** Start **

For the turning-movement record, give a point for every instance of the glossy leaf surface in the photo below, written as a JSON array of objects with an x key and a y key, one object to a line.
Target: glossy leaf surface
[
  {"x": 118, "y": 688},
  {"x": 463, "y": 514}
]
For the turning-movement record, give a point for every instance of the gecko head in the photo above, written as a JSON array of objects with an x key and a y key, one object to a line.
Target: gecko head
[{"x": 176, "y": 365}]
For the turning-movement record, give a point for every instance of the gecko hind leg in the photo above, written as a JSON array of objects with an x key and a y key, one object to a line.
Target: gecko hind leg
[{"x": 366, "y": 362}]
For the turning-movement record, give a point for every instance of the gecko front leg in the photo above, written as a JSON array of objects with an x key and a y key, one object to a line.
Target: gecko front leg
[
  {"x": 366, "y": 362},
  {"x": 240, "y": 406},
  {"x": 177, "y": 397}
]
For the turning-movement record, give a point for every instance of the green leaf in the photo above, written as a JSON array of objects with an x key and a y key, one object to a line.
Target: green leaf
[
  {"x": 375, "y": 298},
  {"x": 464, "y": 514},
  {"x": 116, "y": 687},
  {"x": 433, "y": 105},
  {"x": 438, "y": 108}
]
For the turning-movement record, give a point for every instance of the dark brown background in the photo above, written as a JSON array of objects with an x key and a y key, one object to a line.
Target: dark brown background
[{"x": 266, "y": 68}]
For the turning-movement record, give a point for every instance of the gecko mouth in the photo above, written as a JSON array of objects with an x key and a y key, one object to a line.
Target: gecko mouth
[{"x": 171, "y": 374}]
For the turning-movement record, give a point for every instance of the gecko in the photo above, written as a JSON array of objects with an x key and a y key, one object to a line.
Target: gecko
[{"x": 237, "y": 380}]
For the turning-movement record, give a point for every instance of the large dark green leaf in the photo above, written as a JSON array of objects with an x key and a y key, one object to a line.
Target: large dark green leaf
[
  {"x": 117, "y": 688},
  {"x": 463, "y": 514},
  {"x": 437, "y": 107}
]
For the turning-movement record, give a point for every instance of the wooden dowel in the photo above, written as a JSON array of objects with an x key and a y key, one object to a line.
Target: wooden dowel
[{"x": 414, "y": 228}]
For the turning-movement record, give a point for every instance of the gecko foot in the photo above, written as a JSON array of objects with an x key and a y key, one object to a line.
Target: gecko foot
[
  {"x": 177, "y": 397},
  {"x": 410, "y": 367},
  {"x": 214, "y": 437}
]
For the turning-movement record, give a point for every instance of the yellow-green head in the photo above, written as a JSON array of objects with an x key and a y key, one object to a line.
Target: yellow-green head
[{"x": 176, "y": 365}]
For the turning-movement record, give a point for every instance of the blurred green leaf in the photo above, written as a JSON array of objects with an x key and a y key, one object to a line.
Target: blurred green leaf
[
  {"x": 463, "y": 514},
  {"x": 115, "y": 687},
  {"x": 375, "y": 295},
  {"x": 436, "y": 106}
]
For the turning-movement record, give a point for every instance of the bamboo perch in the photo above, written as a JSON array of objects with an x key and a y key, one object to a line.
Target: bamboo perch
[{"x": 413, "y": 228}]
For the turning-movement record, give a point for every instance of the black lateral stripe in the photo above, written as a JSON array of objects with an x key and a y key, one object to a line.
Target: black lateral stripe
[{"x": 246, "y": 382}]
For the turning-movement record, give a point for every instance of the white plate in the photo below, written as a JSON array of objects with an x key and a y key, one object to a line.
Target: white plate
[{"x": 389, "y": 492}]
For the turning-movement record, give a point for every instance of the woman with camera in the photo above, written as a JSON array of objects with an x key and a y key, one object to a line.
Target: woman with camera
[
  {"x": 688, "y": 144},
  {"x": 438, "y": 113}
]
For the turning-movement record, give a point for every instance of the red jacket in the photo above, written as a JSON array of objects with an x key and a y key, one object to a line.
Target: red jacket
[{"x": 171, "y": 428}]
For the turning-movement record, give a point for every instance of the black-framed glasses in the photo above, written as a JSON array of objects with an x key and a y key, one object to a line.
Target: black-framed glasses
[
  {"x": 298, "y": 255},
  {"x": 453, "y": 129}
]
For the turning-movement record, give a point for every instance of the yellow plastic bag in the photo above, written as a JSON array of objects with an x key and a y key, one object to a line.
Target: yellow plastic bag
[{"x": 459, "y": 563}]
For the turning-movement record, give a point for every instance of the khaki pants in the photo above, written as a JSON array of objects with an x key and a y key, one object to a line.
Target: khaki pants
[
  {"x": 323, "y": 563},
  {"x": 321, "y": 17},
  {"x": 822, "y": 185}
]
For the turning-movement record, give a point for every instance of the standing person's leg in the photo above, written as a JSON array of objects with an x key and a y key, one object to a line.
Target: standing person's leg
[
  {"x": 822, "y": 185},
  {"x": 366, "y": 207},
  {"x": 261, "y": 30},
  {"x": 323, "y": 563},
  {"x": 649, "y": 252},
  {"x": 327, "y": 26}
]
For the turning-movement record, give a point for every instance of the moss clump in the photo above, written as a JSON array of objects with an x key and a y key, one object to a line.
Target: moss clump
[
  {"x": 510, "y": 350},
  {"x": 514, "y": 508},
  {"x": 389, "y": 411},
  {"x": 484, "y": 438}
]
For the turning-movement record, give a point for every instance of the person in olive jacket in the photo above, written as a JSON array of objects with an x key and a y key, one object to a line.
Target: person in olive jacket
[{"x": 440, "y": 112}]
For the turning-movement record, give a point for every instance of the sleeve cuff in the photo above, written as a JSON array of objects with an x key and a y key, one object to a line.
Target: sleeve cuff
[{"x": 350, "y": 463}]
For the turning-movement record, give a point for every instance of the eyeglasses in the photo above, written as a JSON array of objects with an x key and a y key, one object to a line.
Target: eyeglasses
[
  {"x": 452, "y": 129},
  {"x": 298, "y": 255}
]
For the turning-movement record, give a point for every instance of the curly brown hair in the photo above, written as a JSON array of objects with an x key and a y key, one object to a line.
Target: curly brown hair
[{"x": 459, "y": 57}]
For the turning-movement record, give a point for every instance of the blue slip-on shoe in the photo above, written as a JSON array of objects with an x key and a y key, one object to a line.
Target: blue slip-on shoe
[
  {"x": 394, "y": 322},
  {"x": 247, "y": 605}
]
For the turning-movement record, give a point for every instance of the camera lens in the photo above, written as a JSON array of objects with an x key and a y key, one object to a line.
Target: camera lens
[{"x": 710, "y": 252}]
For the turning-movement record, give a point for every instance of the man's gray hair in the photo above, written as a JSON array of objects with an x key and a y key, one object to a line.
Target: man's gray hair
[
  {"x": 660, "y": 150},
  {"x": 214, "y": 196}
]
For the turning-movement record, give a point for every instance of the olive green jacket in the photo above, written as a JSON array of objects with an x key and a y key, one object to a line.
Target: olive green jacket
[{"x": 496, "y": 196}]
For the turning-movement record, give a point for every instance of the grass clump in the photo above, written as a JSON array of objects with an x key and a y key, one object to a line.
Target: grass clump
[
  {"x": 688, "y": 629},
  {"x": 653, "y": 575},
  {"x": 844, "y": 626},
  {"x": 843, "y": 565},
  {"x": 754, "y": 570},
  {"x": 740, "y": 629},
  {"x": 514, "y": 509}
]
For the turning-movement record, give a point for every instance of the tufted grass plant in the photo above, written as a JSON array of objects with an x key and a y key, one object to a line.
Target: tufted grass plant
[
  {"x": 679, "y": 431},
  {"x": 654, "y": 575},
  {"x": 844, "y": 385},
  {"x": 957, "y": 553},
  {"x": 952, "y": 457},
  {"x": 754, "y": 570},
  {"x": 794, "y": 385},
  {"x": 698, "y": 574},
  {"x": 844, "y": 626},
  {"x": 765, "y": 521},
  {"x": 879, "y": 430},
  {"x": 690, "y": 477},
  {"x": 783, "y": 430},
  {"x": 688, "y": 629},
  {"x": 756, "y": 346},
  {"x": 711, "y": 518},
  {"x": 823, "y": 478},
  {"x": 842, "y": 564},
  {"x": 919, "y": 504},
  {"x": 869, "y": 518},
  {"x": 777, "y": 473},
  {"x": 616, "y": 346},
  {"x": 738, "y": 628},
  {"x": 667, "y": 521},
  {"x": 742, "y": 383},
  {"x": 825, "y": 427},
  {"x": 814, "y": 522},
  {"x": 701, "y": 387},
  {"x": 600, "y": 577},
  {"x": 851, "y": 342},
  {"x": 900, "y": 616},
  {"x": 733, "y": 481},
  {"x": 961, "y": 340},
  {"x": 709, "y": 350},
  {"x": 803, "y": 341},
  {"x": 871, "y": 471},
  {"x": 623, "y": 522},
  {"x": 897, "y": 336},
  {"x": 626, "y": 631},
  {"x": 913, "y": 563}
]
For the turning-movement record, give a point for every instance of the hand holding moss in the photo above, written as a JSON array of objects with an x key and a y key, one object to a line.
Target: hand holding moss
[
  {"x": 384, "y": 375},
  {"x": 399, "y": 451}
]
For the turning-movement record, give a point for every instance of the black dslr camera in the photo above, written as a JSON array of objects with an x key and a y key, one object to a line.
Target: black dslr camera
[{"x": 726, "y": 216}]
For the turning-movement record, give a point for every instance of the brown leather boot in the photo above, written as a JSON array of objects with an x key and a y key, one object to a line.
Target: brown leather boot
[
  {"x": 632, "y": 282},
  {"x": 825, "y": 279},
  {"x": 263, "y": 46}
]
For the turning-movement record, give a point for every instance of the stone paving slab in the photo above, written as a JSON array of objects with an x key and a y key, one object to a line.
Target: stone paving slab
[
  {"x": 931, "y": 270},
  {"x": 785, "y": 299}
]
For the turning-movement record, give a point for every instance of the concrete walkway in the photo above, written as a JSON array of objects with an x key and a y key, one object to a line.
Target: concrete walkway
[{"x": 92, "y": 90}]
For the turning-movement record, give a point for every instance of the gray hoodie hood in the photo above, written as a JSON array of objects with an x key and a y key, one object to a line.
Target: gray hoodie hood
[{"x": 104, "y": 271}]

** End **

_PROBLEM_: Extract, unchanged, the closing run of lines that opens with the line containing "of the hand" and ends with the last line.

_EXERCISE ANSWER_:
For the turning-movement record, give a point for every instance of the hand holding moss in the photo above, written as a JSON array of objects with an x key and a y key, one object to a line.
Target: hand holding moss
[
  {"x": 384, "y": 375},
  {"x": 399, "y": 451}
]
For the turning-movement record, give a point for every instance of the black dslr camera in the photo above, written as a JSON array of objects with an x key and a y key, one object to a line.
Target: black dslr camera
[{"x": 726, "y": 216}]
For the turning-movement record, give a point for every instance of the brown leather boot in the photo above, written as a JSON array of objects with an x key and a y key, one object to a line.
Target: brown leather boot
[
  {"x": 632, "y": 282},
  {"x": 825, "y": 279},
  {"x": 263, "y": 46}
]
For the turning-movement record, give a point for every instance of the stone paving slab in the photo above, written as a JSON array of objects with an x key and a y key, one object to a line.
Target: stone paving slab
[
  {"x": 931, "y": 270},
  {"x": 785, "y": 299}
]
For the turning-movement record, give a point for every instance of the concrete walkway in the photo above, written as a JSON array of objects with an x key and a y key, one object to a line.
Target: concrete walkway
[{"x": 92, "y": 90}]
For the turning-movement record, give a point for every instance of the gray hoodie hood in the photo above, written as a JSON array of objects with an x key and a y key, one object to a line.
Target: gray hoodie hood
[{"x": 104, "y": 271}]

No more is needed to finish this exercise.